(Stored records)
________________

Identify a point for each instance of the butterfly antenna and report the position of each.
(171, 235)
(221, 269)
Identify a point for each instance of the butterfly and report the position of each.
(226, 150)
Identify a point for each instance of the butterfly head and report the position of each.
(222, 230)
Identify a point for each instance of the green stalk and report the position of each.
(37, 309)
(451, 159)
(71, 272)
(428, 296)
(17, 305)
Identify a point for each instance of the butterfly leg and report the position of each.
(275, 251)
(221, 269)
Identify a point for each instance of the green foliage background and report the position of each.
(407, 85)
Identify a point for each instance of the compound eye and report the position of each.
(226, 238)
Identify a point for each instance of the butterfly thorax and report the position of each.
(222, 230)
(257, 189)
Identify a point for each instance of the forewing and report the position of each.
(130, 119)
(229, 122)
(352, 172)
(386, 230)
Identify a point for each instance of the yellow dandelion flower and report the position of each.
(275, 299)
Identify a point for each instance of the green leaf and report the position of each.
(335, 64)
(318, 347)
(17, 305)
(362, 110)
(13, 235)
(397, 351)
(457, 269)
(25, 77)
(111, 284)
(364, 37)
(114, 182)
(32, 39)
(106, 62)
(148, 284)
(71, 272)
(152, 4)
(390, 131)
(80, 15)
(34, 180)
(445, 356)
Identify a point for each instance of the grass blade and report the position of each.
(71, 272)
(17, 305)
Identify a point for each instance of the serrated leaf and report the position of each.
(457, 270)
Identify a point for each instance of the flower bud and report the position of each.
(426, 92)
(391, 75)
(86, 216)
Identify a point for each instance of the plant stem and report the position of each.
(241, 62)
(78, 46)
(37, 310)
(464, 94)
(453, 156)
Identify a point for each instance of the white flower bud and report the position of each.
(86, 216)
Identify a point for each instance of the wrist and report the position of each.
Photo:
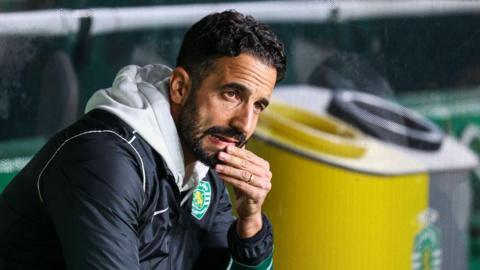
(249, 226)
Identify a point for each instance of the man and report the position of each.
(139, 181)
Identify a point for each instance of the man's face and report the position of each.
(225, 107)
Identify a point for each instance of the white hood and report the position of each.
(139, 96)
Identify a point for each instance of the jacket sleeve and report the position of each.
(224, 249)
(93, 194)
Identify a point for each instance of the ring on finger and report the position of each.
(250, 180)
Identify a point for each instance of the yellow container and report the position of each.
(340, 201)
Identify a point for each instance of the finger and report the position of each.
(243, 164)
(245, 176)
(250, 191)
(246, 154)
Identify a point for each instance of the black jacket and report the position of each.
(98, 197)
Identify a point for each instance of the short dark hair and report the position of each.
(229, 33)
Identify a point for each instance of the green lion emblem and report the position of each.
(201, 199)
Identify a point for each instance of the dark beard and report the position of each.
(191, 134)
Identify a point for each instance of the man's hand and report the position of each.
(250, 177)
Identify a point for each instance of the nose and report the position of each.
(244, 119)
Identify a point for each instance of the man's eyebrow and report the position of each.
(244, 89)
(235, 86)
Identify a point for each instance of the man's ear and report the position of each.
(180, 85)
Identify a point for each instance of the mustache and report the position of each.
(228, 132)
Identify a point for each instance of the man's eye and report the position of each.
(259, 107)
(231, 94)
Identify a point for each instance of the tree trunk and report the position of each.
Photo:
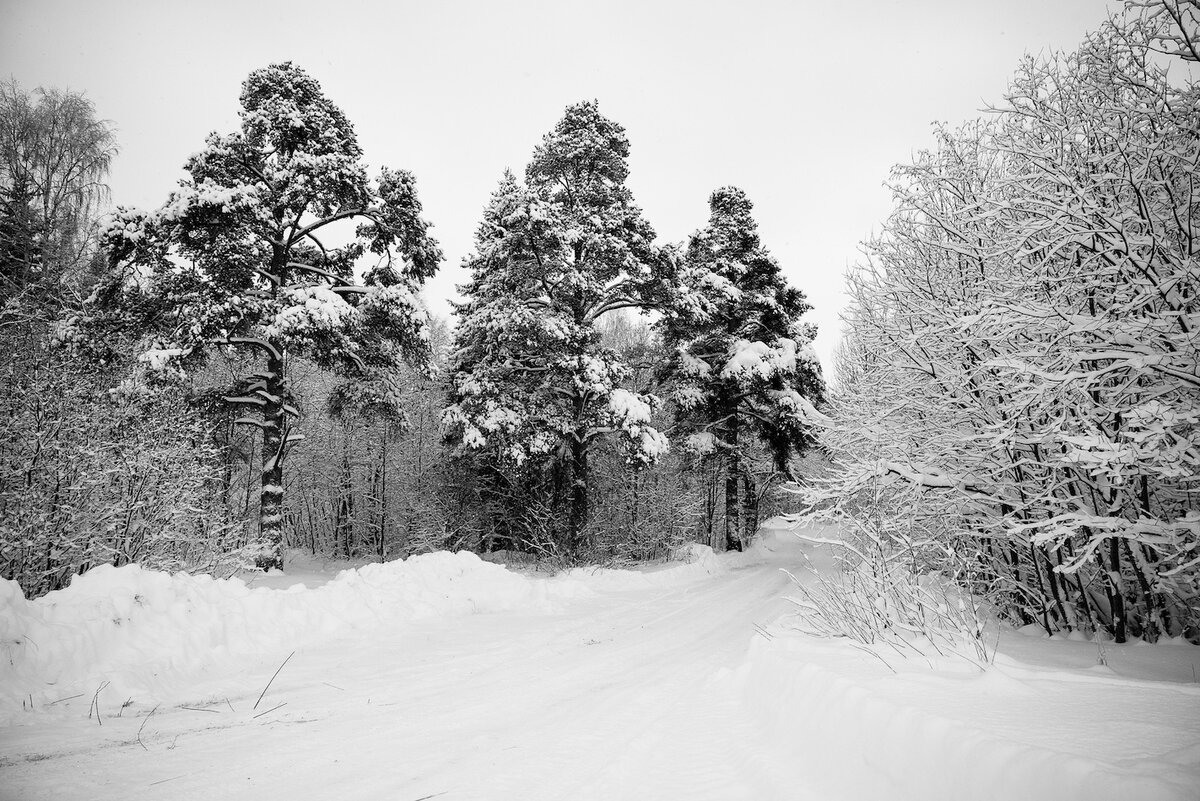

________________

▶ Exercise goal: Transcribe every entry word for word, but omit the pictures.

▶ Task answer:
Identify a point for each instance of the butterfly antenna and report the position of each.
(171, 235)
(221, 269)
Identify a point for each instance of the butterfly and report the position of each.
(226, 150)
Identify a point for each instance of the butterfly head and report the position of each.
(222, 230)
Identify a point for each instance of the green stalk and report the position of each.
(37, 309)
(451, 159)
(71, 272)
(428, 296)
(17, 305)
Identify a point for each instance of the butterfly leg and report the position of each.
(275, 251)
(221, 269)
Identify a point for each instance of the green foliage background and report the position of each.
(407, 85)
Identify a point for each instance of the compound eye and report the position of each.
(226, 238)
Identify a point for each instance of the butterfly thorax and report the position of each.
(222, 230)
(257, 189)
Identify a point for each instance of the forewing and report the position of each.
(130, 119)
(229, 122)
(352, 172)
(386, 230)
Identify a point for each instance of the yellow dandelion flower and report the position of each.
(275, 299)
Identify a point for each instance of the green leaf and report the position of each.
(335, 64)
(318, 347)
(17, 305)
(362, 110)
(13, 235)
(397, 351)
(457, 269)
(25, 77)
(111, 284)
(364, 37)
(114, 182)
(32, 39)
(106, 62)
(148, 284)
(71, 272)
(152, 4)
(390, 131)
(80, 15)
(34, 180)
(445, 356)
Identify a point for each instance of the grass blade and report the position of each.
(71, 272)
(17, 305)
Identify a point for each instance of the serrated leaf and report the position of each.
(457, 270)
Identify a point for each instance of the flower bud and report the position of each.
(426, 92)
(391, 75)
(86, 216)
Identify a point for each instance of the plant stem and report the position of each.
(241, 62)
(78, 46)
(37, 310)
(464, 94)
(453, 156)
Identify a point for each instance of the white flower bud and report the position of each.
(86, 216)
Identify a point for each instance of the wrist and report the position of each.
Photo:
(249, 226)
Identify a point for each instance of the man and report the position of each.
(139, 181)
Identify a point for each instance of the man's face and report the position of each.
(225, 107)
Identify a point for each instance of the white hood and report the position of each.
(139, 96)
Identify a point for each instance of the jacket sleeve and report the position of each.
(224, 249)
(93, 194)
Identify a point for each instance of the ring on finger and report the position of each.
(250, 180)
Identify a point for each instance of the yellow container and report the position of each.
(340, 201)
Identify a point for each instance of the finger and report the position of each.
(243, 164)
(245, 176)
(250, 191)
(246, 154)
Identify a point for each instance of the black jacket and report the position of each.
(98, 197)
Identify a point for each instance of the short dark hair and report the position of each.
(229, 33)
Identify a point for each instance of the green lion emblem and report the position of each.
(201, 199)
Identify a point for each instance of the dark beard and report the position of each.
(191, 134)
Identify a point for each instance of the man's hand and report the position of each.
(250, 177)
Identify a point for each instance of the nose and report the position of each.
(244, 119)
Identify a point for each instance of the man's eyebrow and report the position of each.
(244, 89)
(235, 86)
Identify a point for each instance of the man's ear and report the position of each.
(180, 85)
Identify a point for each instance of the mustache and report the position of each.
(228, 132)
Identify a point for each instance of the man's eye and report the position of each.
(259, 107)
(231, 94)
Identify a point for each instance of the tree trunk and report the position of each.
Photo:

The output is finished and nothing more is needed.